Excerpted text START

Activism has to be grounded in something bigger than yourself. However you perceive God, whether that’s through the smile of your child, or by connecting with the sacredness of Mother Earth through hiking in the forest, or going to church, or practicing Buddhism, or being a sun dancer, it’s important to have those elements in your activism so as not to get overwhelmed and to fall. And even with those elements you still fall, because we are facing unimaginable foes in our struggle.

van Gelder: We chose this issue theme now because there’s such urgency around the climate crisis, extreme inequality, and the growing power of the 1 percent. A lot of our change strategies don’t seem to be working in terms of these critical questions. How do you think we can get the real change that we need?

Belalia: Building networks of resistance and resilience is a really powerful way to look at change. From Occupy grew a kind of sustained resistance—the idea that “We’re going to be in a space, and we’re not going to leave until we get something done.”

But Occupy also has done a lot to build sustained resilience. I just spent time in New York with friends who are part of the Occupy Sandy networks, which set up distribution centers after Hurricane Sandy and are still working with those communities. One group I met with is creating workers’ cooperatives.

Excerpted text END
Record excerpts START

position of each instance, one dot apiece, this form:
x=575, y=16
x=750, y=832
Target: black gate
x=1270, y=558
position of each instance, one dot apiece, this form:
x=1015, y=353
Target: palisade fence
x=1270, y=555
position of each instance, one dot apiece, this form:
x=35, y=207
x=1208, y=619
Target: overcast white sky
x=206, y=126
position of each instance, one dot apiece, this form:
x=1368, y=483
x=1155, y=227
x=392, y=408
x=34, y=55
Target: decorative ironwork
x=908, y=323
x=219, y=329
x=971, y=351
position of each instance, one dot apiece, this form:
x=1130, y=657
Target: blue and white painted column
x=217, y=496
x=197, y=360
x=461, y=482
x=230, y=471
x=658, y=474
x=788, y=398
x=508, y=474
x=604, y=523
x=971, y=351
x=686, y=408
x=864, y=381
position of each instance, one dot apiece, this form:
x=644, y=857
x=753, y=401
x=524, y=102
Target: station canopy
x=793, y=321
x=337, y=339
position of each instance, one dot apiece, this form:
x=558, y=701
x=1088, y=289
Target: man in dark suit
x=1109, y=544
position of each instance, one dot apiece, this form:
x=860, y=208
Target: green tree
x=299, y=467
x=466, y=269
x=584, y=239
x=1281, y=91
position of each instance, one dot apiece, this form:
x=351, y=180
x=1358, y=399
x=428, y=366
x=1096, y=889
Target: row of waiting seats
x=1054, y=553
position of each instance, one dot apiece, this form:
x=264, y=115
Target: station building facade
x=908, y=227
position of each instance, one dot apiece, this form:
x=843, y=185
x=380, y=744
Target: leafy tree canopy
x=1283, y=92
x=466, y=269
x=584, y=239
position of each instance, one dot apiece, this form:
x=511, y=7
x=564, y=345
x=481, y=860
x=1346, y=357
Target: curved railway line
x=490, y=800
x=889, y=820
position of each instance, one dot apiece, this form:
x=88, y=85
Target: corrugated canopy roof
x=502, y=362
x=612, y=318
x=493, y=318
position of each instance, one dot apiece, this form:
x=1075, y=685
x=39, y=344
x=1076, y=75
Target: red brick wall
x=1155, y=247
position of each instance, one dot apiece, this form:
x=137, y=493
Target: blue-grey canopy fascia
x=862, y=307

Record excerpts END

● **Required action**:
Write the next part of the interview on activism and social change, starting right after its final sentence. You can set the material aside; it plays no part here.

● **Expected answer**:
Jimenez: I’m becoming a big fan of assemblies. Occupy was a space for assembly, but I’m also talking about people’s assemblies like those the social forums tried doing. I can’t emphasize enough how powerful it is when people come together from different walks of life, different traditions, and see that we can work together. I’m thinking a lot about how we can extend invitations and bring in more people so that it’s a bigger assembly every time.

Ramos-Stierle: As brother Carlos was speaking, I was having this vision. Wendell Berry said that if you eat, you are involved in agriculture. I say, if you eat, you’re involved in the movement, like Occupy the Farm, which some of us call Occupy 2.0. Our elder Wendell Berry says, “An economy genuinely local and neighborly offers to localities a measure of security that they cannot derive from a national or a global economy controlled by people who, by principle, have no local commitment.”

Brown: I’m writing and collaborating around speculative and science fiction, which involves strengthening our capacity for vision and for imagining ourselves in a future where we’re experiencing abundance. I’ve been reading a lot of Octavia Butler and trying to get more people to read her work and to write their own work.

And I’m a facilitation evangelist! Facilitation means to make things easy—facil—to make sure that the time we spend in each other’s presence is authentic, invigorating, and healing, and that it leads to real impact.

van Gelder: My last question: When you think about what you’re doing now and when you look to the future, what do you find most daunting, and what is most hopeful?

Brown: The most daunting thing to me is the scale of change that’s needed.
What makes me the most hopeful is that so many people are asking “How do I live my life? How do I spend my money? How do I care for my babies and care for the loved ones in my life?”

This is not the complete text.